## Pointing dataset records
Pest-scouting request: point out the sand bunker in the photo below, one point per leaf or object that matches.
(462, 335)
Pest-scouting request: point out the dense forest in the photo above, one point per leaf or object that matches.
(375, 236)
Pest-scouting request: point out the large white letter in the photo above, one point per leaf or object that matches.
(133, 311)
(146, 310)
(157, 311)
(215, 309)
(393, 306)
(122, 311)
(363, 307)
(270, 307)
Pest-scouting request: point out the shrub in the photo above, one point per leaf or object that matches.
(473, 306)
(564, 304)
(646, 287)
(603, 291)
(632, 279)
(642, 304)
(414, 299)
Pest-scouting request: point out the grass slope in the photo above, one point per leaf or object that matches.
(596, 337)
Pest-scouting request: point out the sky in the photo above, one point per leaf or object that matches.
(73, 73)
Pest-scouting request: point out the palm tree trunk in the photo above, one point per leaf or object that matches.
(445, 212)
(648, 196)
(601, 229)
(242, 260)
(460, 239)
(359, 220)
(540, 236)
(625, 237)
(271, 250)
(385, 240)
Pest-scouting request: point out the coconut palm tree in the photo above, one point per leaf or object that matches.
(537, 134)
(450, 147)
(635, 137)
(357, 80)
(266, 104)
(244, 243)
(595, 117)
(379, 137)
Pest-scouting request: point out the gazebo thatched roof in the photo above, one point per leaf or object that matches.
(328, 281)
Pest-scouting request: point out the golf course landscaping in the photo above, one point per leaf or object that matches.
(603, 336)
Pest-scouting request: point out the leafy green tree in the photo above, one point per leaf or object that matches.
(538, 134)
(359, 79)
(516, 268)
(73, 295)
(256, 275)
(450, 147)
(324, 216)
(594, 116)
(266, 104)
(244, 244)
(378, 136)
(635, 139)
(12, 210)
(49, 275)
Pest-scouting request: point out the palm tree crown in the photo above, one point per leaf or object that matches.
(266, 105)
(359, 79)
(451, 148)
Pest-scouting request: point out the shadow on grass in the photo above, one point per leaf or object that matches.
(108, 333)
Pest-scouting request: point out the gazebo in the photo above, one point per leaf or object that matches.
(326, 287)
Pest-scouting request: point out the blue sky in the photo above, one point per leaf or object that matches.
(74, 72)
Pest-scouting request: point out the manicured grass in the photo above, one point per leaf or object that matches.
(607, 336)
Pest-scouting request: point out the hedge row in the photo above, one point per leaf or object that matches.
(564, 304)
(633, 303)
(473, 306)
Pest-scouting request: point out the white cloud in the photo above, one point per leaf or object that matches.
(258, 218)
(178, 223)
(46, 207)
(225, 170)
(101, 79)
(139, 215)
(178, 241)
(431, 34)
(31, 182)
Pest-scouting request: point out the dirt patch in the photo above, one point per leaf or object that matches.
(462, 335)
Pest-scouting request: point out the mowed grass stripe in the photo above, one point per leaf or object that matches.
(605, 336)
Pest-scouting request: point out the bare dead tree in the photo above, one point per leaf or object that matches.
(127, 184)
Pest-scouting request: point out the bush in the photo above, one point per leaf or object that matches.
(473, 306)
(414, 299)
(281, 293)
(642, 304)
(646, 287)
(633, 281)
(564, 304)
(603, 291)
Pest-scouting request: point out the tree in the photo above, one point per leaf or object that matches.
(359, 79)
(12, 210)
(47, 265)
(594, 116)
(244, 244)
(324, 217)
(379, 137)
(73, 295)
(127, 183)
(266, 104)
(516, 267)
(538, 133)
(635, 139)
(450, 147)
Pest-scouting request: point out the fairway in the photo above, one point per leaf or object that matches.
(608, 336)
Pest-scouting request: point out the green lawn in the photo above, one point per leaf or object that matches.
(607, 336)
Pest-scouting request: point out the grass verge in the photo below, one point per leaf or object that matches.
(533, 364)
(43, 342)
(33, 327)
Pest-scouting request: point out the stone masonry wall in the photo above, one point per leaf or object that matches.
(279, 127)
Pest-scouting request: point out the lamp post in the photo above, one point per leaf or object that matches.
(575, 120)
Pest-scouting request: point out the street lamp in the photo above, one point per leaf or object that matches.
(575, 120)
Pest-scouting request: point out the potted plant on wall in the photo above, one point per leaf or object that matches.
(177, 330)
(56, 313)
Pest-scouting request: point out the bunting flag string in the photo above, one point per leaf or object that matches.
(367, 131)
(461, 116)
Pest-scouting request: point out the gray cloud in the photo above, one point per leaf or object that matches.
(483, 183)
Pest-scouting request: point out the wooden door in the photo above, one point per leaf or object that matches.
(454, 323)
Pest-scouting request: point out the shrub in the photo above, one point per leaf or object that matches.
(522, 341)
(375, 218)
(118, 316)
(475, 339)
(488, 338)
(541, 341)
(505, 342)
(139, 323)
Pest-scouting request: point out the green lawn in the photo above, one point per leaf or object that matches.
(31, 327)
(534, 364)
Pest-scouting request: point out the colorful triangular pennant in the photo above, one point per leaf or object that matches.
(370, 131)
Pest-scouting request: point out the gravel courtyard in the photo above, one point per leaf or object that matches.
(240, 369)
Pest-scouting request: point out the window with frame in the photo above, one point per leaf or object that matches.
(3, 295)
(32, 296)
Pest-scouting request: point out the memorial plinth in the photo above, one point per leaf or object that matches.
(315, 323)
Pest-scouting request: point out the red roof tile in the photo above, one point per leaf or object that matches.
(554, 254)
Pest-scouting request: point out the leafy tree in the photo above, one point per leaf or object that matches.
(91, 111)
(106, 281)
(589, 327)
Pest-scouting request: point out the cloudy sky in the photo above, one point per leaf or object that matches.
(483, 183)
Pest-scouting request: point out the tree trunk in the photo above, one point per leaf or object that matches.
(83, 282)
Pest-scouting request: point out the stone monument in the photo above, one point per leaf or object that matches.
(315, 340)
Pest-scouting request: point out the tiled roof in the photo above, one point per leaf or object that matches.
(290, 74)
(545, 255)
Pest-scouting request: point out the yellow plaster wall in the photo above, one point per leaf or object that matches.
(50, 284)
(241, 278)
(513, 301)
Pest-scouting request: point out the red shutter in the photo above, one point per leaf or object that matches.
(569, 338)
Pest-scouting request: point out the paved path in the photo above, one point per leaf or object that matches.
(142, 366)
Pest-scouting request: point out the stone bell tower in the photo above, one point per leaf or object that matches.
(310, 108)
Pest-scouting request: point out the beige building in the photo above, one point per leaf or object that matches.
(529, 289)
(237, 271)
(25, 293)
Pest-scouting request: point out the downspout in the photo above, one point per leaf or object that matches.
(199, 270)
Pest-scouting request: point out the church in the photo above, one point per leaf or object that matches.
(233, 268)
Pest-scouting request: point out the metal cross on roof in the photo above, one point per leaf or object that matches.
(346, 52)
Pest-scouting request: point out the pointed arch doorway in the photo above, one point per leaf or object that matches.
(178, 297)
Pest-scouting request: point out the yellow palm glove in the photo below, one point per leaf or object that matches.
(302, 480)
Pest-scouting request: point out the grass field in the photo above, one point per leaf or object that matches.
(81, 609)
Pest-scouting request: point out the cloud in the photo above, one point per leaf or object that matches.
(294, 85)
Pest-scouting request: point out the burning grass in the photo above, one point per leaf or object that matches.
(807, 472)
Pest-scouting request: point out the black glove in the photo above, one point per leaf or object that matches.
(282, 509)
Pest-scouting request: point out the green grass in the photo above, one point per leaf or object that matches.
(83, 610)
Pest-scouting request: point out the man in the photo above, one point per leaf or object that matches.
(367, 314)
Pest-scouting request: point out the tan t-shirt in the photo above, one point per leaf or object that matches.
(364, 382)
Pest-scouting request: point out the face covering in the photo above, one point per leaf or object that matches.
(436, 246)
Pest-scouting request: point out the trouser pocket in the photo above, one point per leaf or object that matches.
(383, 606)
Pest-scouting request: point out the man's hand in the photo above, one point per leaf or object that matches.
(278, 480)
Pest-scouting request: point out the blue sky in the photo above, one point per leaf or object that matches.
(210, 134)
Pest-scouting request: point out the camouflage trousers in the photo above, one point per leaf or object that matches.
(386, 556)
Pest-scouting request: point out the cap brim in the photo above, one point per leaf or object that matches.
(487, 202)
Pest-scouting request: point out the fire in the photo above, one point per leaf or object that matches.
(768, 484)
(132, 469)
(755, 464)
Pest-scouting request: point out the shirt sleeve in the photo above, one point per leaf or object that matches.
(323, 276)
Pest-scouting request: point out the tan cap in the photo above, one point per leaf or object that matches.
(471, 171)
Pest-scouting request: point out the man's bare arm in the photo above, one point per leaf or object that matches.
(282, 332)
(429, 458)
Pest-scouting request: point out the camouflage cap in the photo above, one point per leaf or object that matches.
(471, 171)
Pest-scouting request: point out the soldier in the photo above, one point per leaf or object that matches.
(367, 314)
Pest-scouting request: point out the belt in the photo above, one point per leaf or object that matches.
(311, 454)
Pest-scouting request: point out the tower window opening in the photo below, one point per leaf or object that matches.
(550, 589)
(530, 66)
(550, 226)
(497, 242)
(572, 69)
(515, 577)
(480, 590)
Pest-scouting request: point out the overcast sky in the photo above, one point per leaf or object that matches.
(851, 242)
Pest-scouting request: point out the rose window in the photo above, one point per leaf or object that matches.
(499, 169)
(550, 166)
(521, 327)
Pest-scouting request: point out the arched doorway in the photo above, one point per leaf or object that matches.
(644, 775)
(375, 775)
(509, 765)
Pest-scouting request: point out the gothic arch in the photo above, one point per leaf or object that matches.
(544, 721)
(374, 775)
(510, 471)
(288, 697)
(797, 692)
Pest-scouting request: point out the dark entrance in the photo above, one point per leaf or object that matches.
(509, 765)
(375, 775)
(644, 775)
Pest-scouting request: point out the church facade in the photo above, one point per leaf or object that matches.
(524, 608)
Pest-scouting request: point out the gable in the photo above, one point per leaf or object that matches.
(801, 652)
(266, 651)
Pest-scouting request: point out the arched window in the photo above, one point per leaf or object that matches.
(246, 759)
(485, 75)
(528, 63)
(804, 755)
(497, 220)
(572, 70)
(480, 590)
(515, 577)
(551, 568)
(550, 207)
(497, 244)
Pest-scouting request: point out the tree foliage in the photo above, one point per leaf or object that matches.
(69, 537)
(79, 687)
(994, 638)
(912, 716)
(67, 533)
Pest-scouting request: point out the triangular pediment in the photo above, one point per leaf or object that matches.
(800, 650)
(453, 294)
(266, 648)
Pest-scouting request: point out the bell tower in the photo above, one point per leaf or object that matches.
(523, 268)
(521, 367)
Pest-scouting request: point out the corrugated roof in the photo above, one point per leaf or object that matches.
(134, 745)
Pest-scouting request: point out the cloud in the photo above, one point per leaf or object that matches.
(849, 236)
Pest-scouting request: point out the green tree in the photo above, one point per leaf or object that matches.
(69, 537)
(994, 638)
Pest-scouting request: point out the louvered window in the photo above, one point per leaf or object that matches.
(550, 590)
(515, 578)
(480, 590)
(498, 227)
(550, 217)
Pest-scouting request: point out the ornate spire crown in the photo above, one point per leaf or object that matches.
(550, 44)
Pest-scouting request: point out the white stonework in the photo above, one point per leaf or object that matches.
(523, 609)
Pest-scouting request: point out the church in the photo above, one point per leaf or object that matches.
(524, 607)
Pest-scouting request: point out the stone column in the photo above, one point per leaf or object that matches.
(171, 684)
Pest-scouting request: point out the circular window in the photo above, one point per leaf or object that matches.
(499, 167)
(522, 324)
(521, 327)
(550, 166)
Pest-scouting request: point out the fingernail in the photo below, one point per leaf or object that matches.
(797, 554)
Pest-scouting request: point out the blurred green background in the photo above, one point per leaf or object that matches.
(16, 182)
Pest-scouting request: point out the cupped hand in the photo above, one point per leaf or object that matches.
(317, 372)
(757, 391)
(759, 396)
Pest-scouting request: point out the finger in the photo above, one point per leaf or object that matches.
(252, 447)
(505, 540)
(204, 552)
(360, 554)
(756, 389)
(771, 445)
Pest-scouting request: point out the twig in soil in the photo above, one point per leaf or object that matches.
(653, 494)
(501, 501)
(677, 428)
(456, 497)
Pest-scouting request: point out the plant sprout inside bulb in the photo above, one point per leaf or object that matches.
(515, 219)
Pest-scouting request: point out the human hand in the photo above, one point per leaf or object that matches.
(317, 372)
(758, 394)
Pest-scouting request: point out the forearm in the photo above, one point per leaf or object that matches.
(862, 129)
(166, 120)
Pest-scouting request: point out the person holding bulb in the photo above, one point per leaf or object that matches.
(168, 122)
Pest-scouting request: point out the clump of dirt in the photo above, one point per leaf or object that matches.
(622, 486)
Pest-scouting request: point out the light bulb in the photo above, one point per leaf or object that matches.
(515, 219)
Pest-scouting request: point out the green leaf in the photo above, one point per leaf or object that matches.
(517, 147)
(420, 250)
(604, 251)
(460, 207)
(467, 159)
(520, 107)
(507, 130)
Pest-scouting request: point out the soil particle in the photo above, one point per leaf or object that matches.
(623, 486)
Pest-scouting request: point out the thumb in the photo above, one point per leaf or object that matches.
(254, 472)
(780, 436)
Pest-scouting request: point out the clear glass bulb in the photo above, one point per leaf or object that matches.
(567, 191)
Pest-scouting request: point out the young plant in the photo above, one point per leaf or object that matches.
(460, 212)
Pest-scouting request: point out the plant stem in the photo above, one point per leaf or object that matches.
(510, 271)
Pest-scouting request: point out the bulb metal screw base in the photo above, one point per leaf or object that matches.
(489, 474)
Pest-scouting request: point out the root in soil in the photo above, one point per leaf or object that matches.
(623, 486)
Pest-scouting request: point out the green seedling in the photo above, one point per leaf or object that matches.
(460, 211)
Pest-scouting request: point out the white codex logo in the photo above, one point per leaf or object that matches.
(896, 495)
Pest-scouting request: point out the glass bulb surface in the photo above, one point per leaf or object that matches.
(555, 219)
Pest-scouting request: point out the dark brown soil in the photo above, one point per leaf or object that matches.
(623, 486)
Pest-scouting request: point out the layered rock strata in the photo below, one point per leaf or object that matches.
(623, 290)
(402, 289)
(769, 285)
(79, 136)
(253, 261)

## WHAT TO DO
Locate the line that contains "Pest-scouting request: point out the soil". Repeat it and every line after it, up to and including the final line, exactly.

## TASK OUTPUT
Pest-scouting request: point out the soil particle in the photo above, one point per leaf or object that matches.
(623, 486)
Pest-scouting request: point out the thumb in the photo above, one point per leaf or object that matches.
(254, 472)
(780, 436)
Pest-scouting request: point out the clear glass bulb in the photo above, one point per leaf or object that matches.
(567, 191)
Pest-scouting request: point out the young plant in the photo above, one point per leaf or object that matches.
(460, 212)
Pest-scouting request: point out the plant stem in the photo above, one point per leaf or object that matches.
(510, 271)
Pest-scouting request: point out the bulb metal screw base in the photo above, one point per leaf or object that matches.
(489, 474)
Pest-scouting request: point out the root in soil in the photo above, one point per leaf or object that matches.
(623, 486)
Pest-scouting request: point out the green seedling in the photo above, one point per leaf or object that matches.
(460, 211)
Pest-scouting request: point out the white codex logo in the photo above, one point per leaf or object that matches.
(896, 495)
Pest-scouting request: point out the glass bulb surface in the photo above, one point per leaf or object that matches.
(555, 219)
Pest-scouting request: point out the dark brown soil in the photo above, one point per leaf or object that matches.
(623, 486)
Pest-scouting request: point out the layered rock strata in the photo below, one point per leaf or object that matches.
(623, 290)
(402, 289)
(769, 285)
(79, 136)
(253, 261)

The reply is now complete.